→ **WHAT YOU NEED TO DO**
Write each entry out again verbatim, pictures excluded.

[Stored data entries]
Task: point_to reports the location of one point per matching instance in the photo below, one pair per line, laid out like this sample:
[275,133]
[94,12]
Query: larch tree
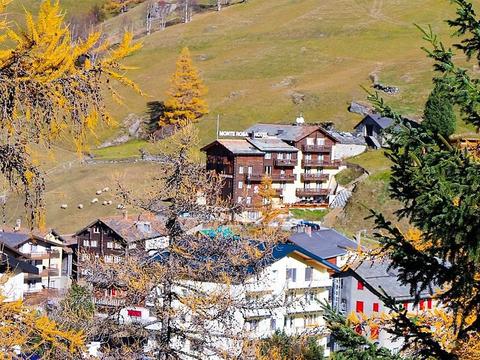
[438,186]
[439,115]
[197,285]
[50,87]
[25,333]
[185,103]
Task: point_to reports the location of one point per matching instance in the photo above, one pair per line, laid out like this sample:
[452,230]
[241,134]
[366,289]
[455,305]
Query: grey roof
[272,144]
[326,243]
[376,274]
[14,239]
[347,137]
[283,131]
[381,121]
[238,146]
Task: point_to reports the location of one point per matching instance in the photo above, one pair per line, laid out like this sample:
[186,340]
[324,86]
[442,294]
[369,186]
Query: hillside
[256,57]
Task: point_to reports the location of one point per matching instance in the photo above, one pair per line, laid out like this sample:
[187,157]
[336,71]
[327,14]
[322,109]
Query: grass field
[77,184]
[253,57]
[327,49]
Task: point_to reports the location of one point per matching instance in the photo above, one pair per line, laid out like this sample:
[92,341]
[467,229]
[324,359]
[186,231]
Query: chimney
[18,225]
[308,230]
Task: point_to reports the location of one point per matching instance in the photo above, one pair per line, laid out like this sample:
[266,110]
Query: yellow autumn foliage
[185,103]
[51,86]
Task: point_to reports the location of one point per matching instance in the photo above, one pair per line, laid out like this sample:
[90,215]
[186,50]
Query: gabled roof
[347,137]
[286,132]
[325,243]
[379,278]
[381,121]
[130,228]
[9,263]
[17,239]
[272,144]
[235,146]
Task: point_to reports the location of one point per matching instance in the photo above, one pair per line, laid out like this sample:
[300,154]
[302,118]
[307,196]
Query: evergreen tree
[438,186]
[439,116]
[185,104]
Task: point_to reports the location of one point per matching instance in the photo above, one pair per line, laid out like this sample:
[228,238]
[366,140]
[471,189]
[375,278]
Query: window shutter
[359,285]
[359,306]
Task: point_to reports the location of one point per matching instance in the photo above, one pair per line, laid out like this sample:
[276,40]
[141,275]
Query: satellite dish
[300,119]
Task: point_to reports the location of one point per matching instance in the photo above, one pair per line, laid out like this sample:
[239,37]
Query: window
[359,306]
[292,275]
[134,313]
[273,324]
[309,321]
[309,274]
[254,324]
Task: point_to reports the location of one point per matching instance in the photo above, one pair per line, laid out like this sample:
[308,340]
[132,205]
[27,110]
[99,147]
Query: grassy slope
[329,47]
[372,193]
[78,185]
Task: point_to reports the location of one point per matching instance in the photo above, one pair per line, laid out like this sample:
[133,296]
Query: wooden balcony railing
[44,255]
[286,162]
[322,163]
[312,192]
[314,177]
[283,177]
[317,148]
[109,301]
[254,177]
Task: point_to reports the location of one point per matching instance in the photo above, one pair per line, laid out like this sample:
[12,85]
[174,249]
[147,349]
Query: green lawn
[309,215]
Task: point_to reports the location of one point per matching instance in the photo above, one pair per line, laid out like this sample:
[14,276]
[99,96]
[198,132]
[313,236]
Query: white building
[46,255]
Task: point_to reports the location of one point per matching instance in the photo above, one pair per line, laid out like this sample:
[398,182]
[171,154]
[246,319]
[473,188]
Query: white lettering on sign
[233,133]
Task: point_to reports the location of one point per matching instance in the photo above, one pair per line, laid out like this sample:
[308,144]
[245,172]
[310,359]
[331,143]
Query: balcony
[44,255]
[314,177]
[107,301]
[286,162]
[317,148]
[283,177]
[254,177]
[312,192]
[322,163]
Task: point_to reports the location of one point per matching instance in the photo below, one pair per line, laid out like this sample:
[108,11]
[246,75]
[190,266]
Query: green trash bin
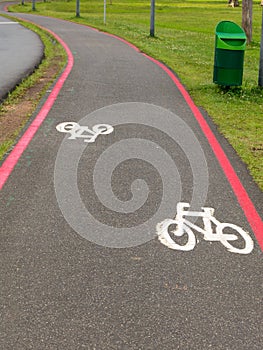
[230,43]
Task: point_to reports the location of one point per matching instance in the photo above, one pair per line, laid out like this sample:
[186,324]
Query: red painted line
[11,161]
[243,198]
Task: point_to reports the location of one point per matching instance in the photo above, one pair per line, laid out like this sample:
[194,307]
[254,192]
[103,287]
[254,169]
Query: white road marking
[89,135]
[184,228]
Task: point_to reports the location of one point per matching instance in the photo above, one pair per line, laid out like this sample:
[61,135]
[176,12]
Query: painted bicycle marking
[184,227]
[89,135]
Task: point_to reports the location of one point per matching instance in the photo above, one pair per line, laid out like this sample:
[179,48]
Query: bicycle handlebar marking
[184,227]
[89,135]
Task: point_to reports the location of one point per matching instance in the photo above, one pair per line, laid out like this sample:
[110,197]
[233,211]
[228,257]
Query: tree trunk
[247,18]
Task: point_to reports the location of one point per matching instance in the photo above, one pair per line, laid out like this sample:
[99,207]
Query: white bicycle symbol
[89,135]
[184,227]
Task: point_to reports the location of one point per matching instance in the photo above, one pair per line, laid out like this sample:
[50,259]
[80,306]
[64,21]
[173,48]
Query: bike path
[62,287]
[21,51]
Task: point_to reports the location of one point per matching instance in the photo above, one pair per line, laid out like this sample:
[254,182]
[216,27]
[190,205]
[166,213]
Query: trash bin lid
[230,36]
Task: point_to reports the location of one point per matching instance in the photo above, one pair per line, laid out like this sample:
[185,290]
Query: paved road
[21,50]
[81,264]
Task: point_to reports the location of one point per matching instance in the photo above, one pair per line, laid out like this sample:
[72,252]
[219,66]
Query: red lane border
[11,161]
[242,196]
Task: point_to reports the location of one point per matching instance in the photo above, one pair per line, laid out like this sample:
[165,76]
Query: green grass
[185,41]
[52,49]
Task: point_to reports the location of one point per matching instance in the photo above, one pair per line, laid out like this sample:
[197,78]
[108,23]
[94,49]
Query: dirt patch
[13,117]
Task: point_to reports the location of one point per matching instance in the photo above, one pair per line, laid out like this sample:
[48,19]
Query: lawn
[184,40]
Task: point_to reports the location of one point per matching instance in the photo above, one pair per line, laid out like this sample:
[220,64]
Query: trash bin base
[227,77]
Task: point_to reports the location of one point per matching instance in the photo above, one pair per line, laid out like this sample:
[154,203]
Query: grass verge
[18,107]
[185,41]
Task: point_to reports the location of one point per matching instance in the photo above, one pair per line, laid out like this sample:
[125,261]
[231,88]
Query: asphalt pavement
[21,51]
[81,263]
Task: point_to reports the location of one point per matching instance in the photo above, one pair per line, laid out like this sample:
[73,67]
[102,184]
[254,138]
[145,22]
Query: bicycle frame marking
[185,226]
[89,135]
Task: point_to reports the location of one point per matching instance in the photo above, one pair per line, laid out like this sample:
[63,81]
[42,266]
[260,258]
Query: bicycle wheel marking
[185,227]
[89,135]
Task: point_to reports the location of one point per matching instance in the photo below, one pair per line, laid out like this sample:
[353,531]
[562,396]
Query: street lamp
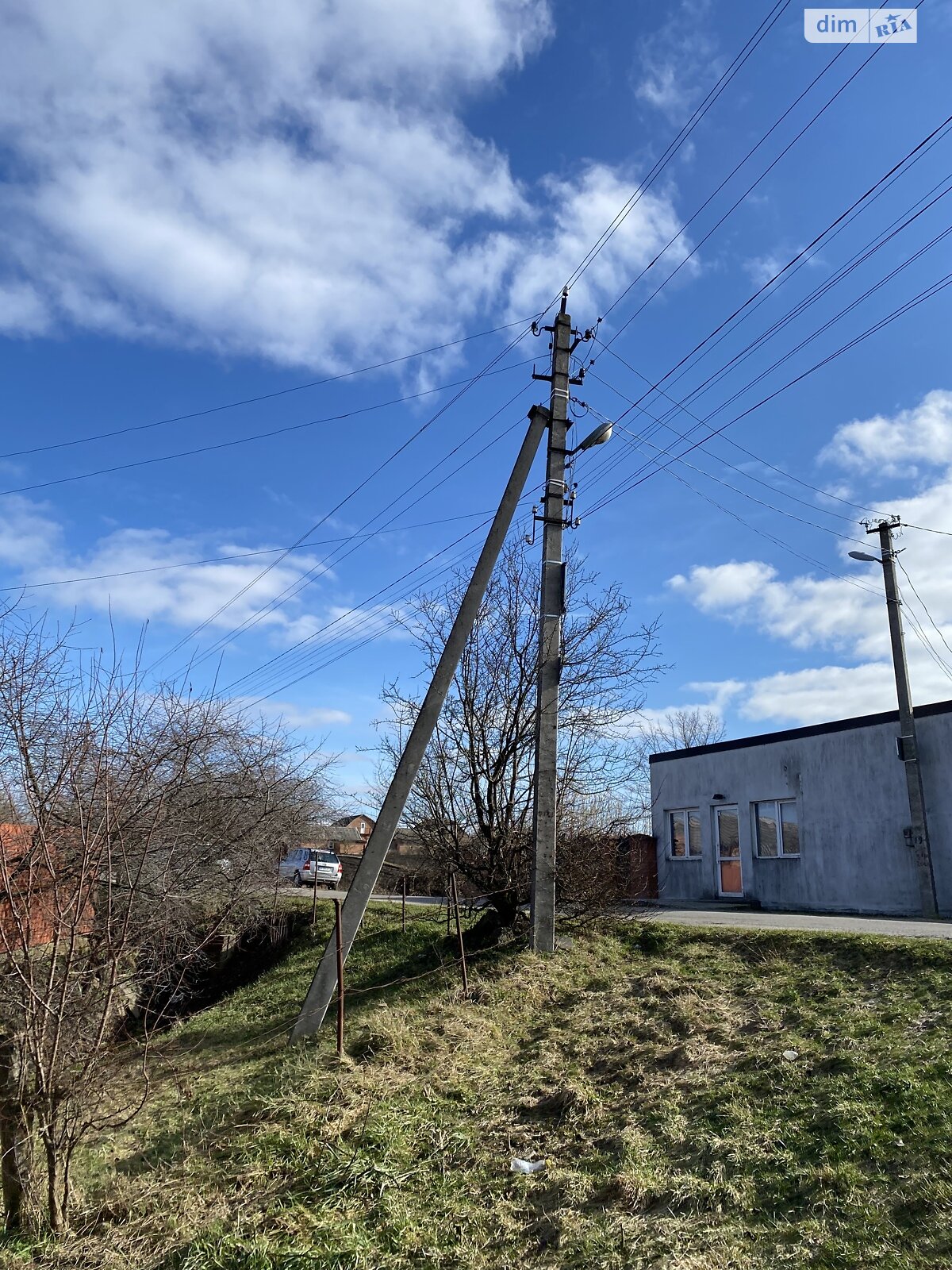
[907,742]
[594,438]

→ **ANSWER BOX**
Task: point_to reports the location of one point per matching instance in the photo below, one pair per line, laid out like this sample:
[275,133]
[94,12]
Query: larch tree
[438,186]
[439,115]
[197,285]
[50,87]
[25,333]
[185,103]
Task: point_to reports the location of one point per matching instance in the photo above, one pair per line, laid out like this sample:
[452,230]
[241,134]
[366,289]
[455,305]
Query: grey roof
[272,144]
[326,243]
[376,274]
[14,239]
[347,137]
[283,131]
[381,121]
[238,146]
Task: point_to reports the location of one point per matching instance in the photo above, one pair per line, laid out like this sample:
[186,340]
[324,86]
[442,294]
[369,186]
Query: hillside
[256,57]
Task: point_to reports the location of one point per matching instance in the photo above, one pair per line, laid out like this sample:
[187,157]
[336,71]
[327,14]
[322,109]
Query: grass field
[77,184]
[253,57]
[327,49]
Task: point_to reports the location of one point per matching instance in the photo above, one pair per line, laid out like this sample:
[92,341]
[467,229]
[324,359]
[186,231]
Query: chimney
[18,225]
[308,230]
Task: point_to reports the location of one point per matching instance in the photo above, one pair per line, laid out like this sample:
[266,110]
Query: yellow autumn foliage
[185,103]
[51,86]
Task: point_to reports the location of one point per matching instance in the photo above, one pair per line, laid out like this sample:
[90,215]
[186,50]
Query: gabled roof
[347,137]
[286,132]
[325,243]
[379,278]
[381,121]
[130,228]
[9,263]
[17,239]
[272,144]
[235,146]
Task: point_to reports the location of one point per matching instance in the photo above, one pair per line, laid out like this sample:
[300,154]
[302,118]
[307,196]
Query: evergreen tree
[438,186]
[439,116]
[185,104]
Task: point_to reports the location of one point per matching instance in the photo above, one pair per line, laid out like this sample:
[228,238]
[366,140]
[471,189]
[375,278]
Query: window shutter
[359,285]
[359,306]
Task: point_to reports the location of one point per matching instance in the photo above, one pair per line, laid out like this sample:
[276,40]
[141,275]
Query: satellite dish
[300,119]
Task: point_to reports the location of one point per matching instance in the photo above, one pair per line, laid out like this sample:
[239,37]
Query: window
[359,306]
[292,275]
[134,313]
[273,324]
[309,321]
[309,274]
[254,324]
Task: point_to reports the location of one point per matching instance in the photo above, one pair per line, laid out like this sample:
[308,340]
[132,205]
[27,110]
[99,147]
Query: grassy slope
[329,47]
[372,193]
[78,185]
Task: point_to reports the location of one point per matching instance in the photo above, one pair per line, laid out like this sample:
[133,296]
Query: wooden balcony railing
[44,255]
[286,162]
[322,163]
[312,192]
[314,177]
[283,177]
[317,148]
[109,301]
[254,177]
Task: point_to reports the location of one point per matching instance in the photo above, one pair per line, laid out like this sample:
[12,85]
[174,249]
[147,349]
Query: green lawn
[309,215]
Task: point_to reports the location of one point per matching instance in the photo above, one pair per line, laid out like this sample:
[14,276]
[99,96]
[198,132]
[313,236]
Query: white building
[46,255]
Task: point_to reports the location of one point per matching instance in the photo above, one pair per line, laid out like this sample:
[398,182]
[171,154]
[246,319]
[473,188]
Query: white lettering on sign
[233,133]
Task: point_to reports the location of one point per matching instance in the photo above, one pair per line, laid out like this sample:
[308,144]
[245,172]
[310,359]
[331,143]
Query: balcony
[44,255]
[314,177]
[107,301]
[286,162]
[317,148]
[283,177]
[254,177]
[312,192]
[322,163]
Task: point_to reports the location of one point per matching instance in the photo below, one pair per line, laid out like this sample:
[108,11]
[246,75]
[190,266]
Query: green trash bin
[230,43]
Task: point_to reports the location of one point per matching instance in the photo above, one pair per line, laid out like this sample:
[186,324]
Query: red painted line
[11,161]
[243,198]
Task: point_to reports the location of one point per matching instance in the photo above, one pair per line, laid out like this sample:
[194,307]
[254,192]
[103,287]
[254,169]
Query: white road marking
[89,135]
[184,228]
Task: point_to reports the location of one point per matching instance in the photo above, one pair per line, laid out like this sample:
[61,135]
[176,12]
Query: painted bicycle marking
[184,227]
[89,135]
Task: point_to reports the location of one point per matching instance in the photo above, one pair per line, laid out like this sample:
[179,48]
Query: bicycle handlebar marking
[184,227]
[89,135]
Task: point_to reports the location of one point per matching instance in the photo above, one pair per line, laid out like this sample:
[110,197]
[233,211]
[228,257]
Query: tree trunk
[247,18]
Task: point_to reports the location of one point per matching instance in the photo above, one pair per line, laid out like this sample:
[99,207]
Query: white bicycle symbol
[89,135]
[184,227]
Task: point_to reports the location of one point per matching instance in the photo above, one pair per line, laid out like this sample:
[50,259]
[80,306]
[64,21]
[173,48]
Query: bike path
[62,287]
[21,51]
Task: point_to reports the location of one point per matching instance in the photo above, one pair per line, laid out like this sample:
[254,182]
[216,27]
[190,205]
[166,213]
Query: trash bin lid
[230,36]
Task: point_to reports the location of one point per matching instance in the photo above, one pair per line, laid out like this sample:
[185,290]
Query: paved road
[21,50]
[81,264]
Task: point_to reports the location of one point per matching instance in the photo above, one pair per line, laid out like this sample:
[72,252]
[219,66]
Query: red lane border
[11,161]
[242,196]
Task: point_to reports the location of one point per matching instance in the photo above, one pair per line, laid out like this sample:
[165,76]
Query: green grass
[185,41]
[52,49]
Task: point_to reports the location of one point per matching instance in the photo above, one pair per line, laid out like this sample:
[197,78]
[108,23]
[94,49]
Query: dirt patch
[13,117]
Task: point_to reports the location of one point per matching instance in the photo above, one pair per line, laid out like this sample:
[48,19]
Query: lawn
[184,40]
Task: point_to reports the location of one point per matching instance in the photo above, one pair per line, laid out like this sample:
[220,64]
Query: trash bin base
[227,77]
Task: point_to reports the location of one point per matching instance in the photo above, one pair per line, laid out like this sample:
[154,203]
Query: grass verge
[18,107]
[185,41]
Task: point_to reports the location of one point per matching instance in the photo above, one pair per line, laid out like this sample:
[125,261]
[231,88]
Query: asphalt pavement
[21,51]
[81,263]
Task: point_to reports the location of one point per matching instance in the photo above, one pair per line, laid out like this sample:
[73,67]
[102,184]
[254,138]
[145,22]
Query: bicycle frame marking
[185,226]
[89,135]
Task: point_to reports the location of one point per matching instance in the photo above, one pair per line, laid out like this sample:
[63,81]
[42,266]
[260,258]
Query: bicycle wheel marking
[185,227]
[89,135]
Task: point_to reports the location of one point per matching instance in the photo below, one pair per line, laid out like this sample:
[353,531]
[562,396]
Query: street lamp
[907,742]
[594,438]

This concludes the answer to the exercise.